Task details →
Reproduce the listing from its first line through the line with "x=139 y=235", renaming "Target" to "Object" and leaving everything else unchanged. Leave the pictures out.

(Records from a data collection)
>> Start

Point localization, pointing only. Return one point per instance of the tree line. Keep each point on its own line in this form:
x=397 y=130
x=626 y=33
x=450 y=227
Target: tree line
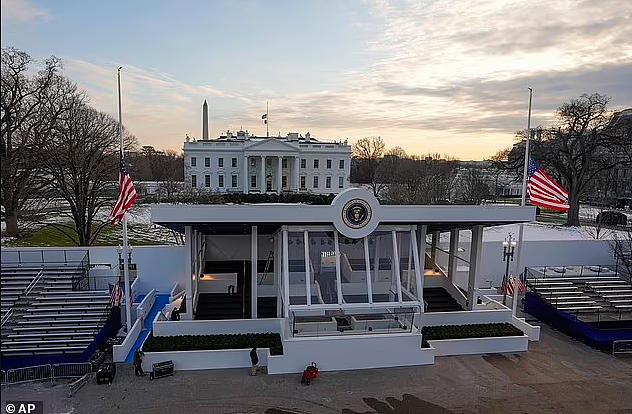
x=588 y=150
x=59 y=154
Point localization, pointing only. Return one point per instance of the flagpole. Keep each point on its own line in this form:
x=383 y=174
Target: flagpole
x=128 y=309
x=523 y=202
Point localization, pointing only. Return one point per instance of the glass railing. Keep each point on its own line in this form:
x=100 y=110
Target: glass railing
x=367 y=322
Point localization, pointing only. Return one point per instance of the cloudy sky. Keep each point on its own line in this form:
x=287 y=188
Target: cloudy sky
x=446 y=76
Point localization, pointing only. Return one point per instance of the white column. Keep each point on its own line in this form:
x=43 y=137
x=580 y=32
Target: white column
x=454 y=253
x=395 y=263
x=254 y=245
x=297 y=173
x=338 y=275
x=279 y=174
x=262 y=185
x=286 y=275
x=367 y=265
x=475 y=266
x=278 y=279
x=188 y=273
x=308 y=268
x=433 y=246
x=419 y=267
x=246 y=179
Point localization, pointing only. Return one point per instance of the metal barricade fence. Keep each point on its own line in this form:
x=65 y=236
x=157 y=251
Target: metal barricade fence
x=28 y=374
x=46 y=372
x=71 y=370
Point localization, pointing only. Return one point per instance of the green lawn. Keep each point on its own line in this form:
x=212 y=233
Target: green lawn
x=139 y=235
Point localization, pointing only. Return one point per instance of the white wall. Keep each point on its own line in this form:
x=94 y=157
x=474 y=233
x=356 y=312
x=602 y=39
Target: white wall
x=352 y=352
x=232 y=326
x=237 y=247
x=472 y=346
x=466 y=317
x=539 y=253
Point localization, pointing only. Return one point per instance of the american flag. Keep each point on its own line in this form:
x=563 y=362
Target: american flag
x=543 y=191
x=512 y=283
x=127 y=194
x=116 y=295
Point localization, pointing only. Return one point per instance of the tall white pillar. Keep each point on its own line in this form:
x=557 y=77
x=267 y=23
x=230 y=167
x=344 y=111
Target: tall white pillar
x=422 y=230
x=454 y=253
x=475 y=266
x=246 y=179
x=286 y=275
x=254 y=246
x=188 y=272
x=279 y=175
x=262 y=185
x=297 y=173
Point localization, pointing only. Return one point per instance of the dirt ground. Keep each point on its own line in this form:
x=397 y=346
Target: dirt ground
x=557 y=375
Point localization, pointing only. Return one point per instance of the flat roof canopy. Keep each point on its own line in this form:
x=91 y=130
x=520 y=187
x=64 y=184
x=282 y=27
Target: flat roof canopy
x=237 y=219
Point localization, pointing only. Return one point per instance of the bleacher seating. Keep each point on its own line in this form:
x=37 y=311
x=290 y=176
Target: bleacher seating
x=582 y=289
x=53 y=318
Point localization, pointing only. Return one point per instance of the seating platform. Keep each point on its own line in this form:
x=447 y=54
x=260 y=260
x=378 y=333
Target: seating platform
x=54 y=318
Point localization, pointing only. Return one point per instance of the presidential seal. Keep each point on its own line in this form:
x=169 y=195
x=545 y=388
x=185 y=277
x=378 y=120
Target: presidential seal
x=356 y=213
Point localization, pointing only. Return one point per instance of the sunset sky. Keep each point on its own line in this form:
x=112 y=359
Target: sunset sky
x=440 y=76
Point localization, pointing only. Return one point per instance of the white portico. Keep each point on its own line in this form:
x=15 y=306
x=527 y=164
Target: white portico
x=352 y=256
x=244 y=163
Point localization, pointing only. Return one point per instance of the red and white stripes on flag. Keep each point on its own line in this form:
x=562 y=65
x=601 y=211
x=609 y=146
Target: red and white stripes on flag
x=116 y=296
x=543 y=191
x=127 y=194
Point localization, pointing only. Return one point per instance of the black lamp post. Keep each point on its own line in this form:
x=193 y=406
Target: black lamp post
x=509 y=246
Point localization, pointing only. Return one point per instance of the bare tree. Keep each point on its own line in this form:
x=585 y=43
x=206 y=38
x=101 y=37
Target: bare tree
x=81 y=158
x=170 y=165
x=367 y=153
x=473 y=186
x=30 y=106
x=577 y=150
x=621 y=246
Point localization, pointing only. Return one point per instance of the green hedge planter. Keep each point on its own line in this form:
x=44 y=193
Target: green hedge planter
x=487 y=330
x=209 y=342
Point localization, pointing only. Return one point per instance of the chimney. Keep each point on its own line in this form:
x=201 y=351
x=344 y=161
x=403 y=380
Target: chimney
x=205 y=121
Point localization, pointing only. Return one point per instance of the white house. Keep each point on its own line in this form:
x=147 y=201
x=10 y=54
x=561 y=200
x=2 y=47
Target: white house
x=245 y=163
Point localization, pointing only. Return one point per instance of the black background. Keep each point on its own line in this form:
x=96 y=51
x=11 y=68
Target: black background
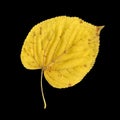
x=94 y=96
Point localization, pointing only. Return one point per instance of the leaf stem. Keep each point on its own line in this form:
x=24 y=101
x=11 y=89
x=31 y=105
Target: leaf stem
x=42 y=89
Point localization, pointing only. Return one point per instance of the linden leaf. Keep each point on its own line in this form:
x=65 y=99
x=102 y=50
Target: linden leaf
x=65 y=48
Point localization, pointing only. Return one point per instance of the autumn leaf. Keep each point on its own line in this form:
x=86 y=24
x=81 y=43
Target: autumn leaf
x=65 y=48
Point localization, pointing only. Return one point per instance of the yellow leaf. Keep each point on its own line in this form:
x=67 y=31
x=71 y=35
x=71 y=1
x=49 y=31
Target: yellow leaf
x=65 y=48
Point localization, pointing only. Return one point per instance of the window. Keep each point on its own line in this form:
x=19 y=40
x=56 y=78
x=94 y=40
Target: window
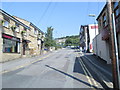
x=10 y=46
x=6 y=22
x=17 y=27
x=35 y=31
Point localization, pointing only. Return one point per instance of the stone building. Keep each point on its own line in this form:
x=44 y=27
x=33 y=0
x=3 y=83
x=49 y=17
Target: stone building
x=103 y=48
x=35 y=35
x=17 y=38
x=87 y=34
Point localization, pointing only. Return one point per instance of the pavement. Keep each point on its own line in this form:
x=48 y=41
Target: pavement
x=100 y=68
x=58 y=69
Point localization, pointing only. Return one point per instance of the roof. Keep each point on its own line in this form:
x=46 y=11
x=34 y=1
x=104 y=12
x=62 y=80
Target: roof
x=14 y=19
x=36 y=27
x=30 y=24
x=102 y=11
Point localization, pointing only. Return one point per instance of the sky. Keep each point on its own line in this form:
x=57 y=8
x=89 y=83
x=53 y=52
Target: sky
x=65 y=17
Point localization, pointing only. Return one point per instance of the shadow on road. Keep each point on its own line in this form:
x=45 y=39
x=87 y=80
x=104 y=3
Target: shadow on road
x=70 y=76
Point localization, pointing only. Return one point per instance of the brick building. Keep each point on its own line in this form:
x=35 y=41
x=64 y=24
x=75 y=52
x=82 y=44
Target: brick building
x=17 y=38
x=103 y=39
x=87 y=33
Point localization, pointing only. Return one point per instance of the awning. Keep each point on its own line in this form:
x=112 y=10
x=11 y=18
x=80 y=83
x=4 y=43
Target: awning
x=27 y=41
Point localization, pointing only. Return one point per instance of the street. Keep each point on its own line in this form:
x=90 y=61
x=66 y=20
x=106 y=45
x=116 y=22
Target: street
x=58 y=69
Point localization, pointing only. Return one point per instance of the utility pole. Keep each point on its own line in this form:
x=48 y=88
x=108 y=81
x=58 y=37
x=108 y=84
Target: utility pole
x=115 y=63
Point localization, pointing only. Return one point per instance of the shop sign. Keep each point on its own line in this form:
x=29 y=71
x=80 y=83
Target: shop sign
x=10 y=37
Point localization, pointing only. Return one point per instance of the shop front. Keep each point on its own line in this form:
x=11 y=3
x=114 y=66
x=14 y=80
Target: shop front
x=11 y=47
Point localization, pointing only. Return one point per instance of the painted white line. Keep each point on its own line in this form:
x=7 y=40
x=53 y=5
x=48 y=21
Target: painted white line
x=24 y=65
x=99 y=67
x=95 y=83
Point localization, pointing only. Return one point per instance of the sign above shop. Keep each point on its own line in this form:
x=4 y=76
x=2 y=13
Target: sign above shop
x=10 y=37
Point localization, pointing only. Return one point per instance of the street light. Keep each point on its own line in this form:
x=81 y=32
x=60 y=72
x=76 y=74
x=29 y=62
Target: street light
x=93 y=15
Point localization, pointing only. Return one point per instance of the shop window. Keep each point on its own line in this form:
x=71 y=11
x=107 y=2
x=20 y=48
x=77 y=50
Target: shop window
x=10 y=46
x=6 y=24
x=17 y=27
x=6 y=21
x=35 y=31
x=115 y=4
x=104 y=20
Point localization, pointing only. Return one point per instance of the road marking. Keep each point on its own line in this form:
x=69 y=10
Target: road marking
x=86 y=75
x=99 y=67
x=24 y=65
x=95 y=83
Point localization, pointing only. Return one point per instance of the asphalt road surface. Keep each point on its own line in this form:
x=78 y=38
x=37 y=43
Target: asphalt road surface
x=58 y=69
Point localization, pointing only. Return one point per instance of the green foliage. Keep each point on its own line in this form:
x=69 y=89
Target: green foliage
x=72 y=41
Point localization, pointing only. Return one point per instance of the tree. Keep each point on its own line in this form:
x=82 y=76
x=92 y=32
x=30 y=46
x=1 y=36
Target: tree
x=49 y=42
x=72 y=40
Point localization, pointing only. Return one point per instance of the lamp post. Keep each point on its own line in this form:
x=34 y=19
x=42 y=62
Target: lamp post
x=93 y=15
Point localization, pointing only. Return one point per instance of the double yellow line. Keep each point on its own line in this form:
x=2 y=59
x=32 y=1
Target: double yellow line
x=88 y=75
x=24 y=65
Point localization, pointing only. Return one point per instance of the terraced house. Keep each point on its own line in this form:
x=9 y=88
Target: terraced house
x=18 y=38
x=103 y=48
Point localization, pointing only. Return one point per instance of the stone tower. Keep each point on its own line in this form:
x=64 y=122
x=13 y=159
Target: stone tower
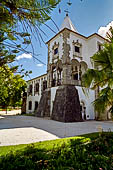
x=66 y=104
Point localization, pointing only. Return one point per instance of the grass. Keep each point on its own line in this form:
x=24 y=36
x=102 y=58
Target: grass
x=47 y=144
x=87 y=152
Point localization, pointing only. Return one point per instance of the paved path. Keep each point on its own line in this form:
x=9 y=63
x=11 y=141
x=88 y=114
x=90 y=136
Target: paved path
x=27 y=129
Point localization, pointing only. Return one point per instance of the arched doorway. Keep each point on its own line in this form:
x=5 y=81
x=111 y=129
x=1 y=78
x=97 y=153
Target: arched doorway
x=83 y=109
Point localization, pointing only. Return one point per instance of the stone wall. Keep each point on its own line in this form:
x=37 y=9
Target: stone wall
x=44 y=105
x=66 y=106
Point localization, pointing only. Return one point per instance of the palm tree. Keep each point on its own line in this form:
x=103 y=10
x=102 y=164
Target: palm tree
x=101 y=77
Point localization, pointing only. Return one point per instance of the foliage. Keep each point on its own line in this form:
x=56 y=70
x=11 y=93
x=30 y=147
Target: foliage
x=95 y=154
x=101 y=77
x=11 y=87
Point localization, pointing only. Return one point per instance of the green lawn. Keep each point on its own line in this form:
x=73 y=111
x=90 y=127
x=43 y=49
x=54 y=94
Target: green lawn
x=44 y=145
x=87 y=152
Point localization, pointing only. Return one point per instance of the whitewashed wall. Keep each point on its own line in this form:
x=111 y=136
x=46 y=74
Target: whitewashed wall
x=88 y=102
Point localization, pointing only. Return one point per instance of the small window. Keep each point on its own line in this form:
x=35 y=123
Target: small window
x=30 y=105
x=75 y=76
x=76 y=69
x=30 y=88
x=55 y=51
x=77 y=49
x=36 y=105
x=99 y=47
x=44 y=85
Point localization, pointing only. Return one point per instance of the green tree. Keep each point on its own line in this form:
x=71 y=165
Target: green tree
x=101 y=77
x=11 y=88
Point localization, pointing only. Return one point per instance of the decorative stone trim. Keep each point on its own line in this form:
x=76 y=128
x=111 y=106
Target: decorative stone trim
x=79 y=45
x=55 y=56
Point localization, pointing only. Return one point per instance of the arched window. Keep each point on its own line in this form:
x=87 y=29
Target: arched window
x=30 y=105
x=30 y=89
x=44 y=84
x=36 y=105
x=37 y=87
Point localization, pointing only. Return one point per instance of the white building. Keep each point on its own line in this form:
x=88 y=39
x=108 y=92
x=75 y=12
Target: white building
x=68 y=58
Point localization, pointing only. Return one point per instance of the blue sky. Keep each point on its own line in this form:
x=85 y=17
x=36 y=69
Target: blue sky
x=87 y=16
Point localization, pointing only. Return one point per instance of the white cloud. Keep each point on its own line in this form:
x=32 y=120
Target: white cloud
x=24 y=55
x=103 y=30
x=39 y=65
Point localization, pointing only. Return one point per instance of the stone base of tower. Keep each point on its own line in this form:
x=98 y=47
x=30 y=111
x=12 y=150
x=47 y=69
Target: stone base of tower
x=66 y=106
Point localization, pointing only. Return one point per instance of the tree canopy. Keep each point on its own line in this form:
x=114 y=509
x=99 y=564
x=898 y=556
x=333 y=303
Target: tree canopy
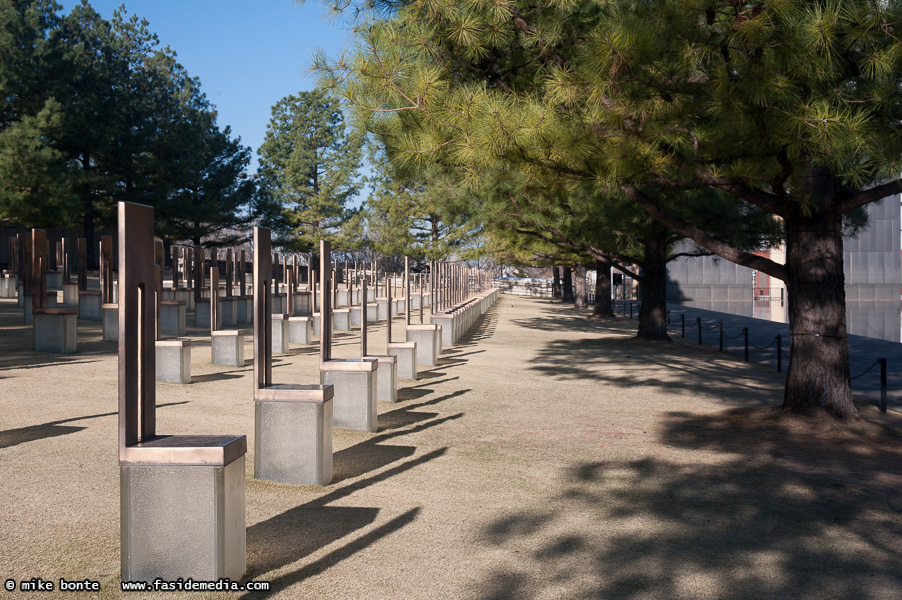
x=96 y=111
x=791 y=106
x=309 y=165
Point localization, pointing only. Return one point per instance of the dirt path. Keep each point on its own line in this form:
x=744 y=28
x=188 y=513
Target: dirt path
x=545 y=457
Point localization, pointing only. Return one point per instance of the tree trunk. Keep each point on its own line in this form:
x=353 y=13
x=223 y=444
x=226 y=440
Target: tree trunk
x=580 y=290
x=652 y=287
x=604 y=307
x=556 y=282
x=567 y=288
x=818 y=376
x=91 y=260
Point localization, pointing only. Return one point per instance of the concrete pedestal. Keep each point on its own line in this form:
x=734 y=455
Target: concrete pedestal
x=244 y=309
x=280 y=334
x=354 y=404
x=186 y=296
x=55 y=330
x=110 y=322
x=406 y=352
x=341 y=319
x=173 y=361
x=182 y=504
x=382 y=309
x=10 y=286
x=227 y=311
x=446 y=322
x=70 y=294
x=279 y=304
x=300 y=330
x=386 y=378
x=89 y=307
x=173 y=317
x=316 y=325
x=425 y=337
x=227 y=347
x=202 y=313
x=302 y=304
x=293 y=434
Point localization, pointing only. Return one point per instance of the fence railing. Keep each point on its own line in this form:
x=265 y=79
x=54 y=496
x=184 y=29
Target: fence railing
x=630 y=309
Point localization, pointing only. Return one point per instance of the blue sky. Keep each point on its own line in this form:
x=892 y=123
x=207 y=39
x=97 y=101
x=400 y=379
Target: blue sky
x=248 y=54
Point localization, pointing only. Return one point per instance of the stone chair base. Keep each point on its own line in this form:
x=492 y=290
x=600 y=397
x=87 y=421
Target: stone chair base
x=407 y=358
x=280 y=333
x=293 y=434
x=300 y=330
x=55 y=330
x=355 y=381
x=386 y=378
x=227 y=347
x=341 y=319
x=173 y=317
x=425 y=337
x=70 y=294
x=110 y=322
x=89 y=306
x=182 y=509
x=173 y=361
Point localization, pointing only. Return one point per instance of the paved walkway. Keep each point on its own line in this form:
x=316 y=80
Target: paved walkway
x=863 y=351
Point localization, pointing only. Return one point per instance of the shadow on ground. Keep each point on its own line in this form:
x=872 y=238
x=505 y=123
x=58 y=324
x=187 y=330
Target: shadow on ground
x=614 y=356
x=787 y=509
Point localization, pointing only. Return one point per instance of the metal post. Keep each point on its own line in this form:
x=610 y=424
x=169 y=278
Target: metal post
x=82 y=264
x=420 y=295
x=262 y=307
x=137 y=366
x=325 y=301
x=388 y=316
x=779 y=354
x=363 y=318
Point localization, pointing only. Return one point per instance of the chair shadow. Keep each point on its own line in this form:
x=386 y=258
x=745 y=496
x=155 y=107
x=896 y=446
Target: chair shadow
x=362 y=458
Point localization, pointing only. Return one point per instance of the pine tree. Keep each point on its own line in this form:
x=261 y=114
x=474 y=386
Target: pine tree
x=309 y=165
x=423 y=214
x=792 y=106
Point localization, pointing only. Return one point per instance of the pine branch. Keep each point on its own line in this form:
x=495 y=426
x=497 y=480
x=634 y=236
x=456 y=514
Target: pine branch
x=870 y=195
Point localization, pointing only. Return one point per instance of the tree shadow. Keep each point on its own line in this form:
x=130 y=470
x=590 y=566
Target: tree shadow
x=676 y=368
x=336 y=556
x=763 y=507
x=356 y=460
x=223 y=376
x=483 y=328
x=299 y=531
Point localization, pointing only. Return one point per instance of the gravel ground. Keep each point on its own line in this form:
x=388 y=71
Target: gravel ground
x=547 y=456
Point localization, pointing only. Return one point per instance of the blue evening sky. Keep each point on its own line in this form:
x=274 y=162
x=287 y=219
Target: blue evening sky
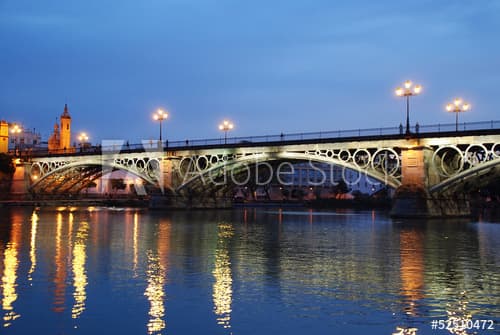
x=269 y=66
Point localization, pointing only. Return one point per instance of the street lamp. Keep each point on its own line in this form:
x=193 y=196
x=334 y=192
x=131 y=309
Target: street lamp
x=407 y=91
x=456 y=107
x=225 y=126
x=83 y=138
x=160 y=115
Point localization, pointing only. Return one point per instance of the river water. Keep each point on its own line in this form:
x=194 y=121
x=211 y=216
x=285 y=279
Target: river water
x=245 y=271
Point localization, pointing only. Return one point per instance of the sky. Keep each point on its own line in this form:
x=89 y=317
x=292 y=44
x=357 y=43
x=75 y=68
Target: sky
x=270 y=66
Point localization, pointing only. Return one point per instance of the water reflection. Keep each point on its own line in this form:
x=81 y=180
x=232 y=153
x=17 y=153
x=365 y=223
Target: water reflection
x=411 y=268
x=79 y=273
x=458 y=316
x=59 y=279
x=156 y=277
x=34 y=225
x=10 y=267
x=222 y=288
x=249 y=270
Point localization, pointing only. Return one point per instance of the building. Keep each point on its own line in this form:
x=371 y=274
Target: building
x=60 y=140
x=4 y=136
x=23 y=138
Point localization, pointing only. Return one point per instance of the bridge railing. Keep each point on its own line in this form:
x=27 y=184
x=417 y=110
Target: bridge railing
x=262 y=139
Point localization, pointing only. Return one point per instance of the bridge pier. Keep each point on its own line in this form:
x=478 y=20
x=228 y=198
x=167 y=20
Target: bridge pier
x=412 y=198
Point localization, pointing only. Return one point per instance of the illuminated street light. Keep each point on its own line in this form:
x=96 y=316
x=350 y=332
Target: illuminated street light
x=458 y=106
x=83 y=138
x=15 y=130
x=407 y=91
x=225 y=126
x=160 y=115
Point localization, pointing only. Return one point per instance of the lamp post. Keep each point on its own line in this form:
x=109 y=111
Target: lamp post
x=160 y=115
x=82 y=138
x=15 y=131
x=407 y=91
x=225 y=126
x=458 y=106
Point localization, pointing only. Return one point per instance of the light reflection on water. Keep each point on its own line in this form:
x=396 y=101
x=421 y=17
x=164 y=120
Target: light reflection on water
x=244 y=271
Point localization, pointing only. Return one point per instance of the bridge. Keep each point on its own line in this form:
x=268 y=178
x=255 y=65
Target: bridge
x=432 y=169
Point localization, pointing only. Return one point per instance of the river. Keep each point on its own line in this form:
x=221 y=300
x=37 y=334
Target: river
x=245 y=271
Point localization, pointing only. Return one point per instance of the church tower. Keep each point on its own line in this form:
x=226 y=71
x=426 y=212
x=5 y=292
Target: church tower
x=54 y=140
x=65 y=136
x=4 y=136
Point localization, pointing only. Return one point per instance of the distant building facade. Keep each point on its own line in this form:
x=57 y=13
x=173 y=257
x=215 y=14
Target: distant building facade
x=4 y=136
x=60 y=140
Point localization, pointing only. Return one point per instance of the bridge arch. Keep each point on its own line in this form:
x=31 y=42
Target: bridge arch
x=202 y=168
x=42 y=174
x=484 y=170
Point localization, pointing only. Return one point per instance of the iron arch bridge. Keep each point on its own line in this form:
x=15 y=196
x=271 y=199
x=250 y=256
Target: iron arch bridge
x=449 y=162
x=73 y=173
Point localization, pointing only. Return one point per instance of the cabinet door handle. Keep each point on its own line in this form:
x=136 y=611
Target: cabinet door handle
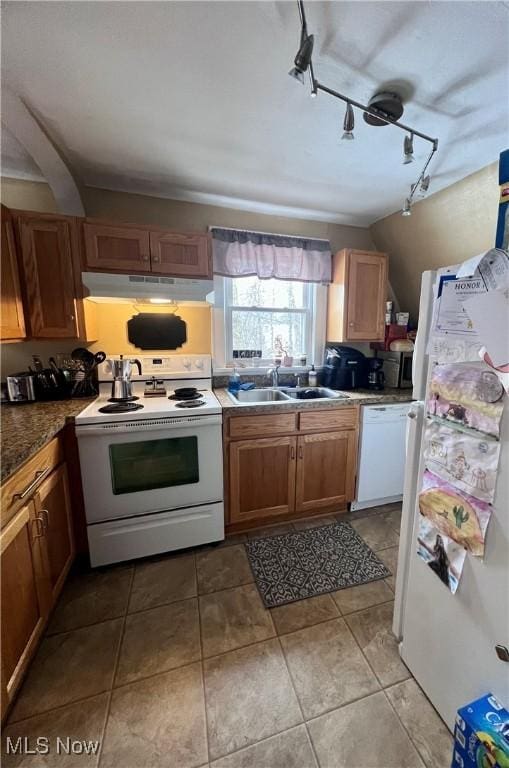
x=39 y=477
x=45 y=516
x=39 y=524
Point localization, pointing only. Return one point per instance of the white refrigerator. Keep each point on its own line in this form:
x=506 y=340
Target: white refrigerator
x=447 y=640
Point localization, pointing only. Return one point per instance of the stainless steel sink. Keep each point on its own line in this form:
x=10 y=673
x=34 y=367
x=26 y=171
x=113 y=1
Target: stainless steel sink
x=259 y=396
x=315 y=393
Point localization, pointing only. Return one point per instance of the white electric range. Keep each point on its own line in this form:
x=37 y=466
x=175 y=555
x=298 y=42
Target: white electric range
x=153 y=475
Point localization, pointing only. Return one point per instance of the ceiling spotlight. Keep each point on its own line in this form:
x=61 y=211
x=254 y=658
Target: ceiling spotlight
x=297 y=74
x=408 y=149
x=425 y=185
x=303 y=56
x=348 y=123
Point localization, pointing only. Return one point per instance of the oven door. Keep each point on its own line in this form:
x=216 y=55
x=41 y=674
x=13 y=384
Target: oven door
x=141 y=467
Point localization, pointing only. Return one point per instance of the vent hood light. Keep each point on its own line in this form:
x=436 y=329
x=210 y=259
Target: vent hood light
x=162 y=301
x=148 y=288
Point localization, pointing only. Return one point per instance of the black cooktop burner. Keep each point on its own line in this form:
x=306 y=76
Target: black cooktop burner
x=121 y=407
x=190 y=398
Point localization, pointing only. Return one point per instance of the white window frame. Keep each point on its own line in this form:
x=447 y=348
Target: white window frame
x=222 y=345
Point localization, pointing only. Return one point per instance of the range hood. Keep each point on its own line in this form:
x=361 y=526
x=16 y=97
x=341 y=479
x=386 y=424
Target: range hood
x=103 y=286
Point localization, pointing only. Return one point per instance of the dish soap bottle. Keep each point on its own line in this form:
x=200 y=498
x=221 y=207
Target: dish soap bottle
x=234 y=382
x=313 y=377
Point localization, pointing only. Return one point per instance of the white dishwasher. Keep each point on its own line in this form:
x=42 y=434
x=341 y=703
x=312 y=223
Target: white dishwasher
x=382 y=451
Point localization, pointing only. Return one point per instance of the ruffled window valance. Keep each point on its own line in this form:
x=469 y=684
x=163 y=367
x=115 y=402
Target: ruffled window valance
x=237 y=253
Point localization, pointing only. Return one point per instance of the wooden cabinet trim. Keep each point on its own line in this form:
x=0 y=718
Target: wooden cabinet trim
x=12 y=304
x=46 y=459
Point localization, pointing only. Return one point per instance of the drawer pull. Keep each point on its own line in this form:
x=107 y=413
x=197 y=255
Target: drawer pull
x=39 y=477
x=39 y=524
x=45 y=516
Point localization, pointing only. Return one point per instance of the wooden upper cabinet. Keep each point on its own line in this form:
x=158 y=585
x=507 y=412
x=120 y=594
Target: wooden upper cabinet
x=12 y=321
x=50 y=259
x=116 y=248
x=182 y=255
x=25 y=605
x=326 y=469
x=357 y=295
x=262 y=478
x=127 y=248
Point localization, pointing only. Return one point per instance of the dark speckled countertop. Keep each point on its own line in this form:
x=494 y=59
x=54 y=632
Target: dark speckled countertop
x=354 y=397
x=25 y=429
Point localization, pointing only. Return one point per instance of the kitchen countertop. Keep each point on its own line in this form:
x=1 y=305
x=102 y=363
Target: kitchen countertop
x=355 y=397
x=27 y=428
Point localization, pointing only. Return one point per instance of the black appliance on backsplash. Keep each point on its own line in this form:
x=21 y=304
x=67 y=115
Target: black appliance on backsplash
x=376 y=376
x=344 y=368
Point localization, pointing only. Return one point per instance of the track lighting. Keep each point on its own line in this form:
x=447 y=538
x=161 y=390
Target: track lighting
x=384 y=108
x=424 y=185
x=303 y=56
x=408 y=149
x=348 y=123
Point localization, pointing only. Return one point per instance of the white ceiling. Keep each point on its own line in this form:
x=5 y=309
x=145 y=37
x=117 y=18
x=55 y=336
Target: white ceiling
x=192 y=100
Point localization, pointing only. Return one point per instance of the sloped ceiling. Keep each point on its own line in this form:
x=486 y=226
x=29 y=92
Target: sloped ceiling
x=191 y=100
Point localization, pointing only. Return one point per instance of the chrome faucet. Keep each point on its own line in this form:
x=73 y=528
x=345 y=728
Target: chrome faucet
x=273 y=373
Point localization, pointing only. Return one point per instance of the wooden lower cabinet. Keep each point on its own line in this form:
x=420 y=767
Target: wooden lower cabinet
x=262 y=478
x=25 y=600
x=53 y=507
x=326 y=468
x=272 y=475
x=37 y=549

>> End

Answer in full →
Point localization, pointing only. Return one point per instance of the tree line. Keep each point on its own line in this form:
x=397 y=130
x=626 y=33
x=450 y=227
Object: tree line
x=588 y=150
x=59 y=154
Point localization, pointing only. Return one point per instance of the flagpole. Keep each point on its own line in this form:
x=383 y=174
Object: flagpole
x=128 y=309
x=523 y=202
Point localization, pointing only. Return one point per instance of the glass railing. Keep each point on its own line in this form:
x=100 y=110
Object: glass railing
x=367 y=322
Point localization, pointing only. Return one point per instance of the cloudy sky. Keep each point on its own line in this form:
x=287 y=188
Object: cloudy sky
x=446 y=76
Point localization, pointing only. Return one point per instance of the white column. Keep each point on its own line in this form:
x=43 y=137
x=580 y=32
Object: white column
x=454 y=253
x=395 y=263
x=254 y=245
x=297 y=173
x=338 y=275
x=279 y=174
x=262 y=185
x=286 y=275
x=367 y=265
x=475 y=266
x=278 y=279
x=188 y=273
x=308 y=268
x=433 y=246
x=419 y=267
x=246 y=179
Point localization, pointing only. Return one point per instance of the metal barricade fence. Keep each point on its own line in this form:
x=65 y=236
x=157 y=251
Object: metal barricade fence
x=28 y=374
x=46 y=372
x=71 y=370
Point localization, pointing only. Return one point per instance of the green lawn. Keep each point on its own line in this form:
x=212 y=233
Object: green lawn
x=139 y=235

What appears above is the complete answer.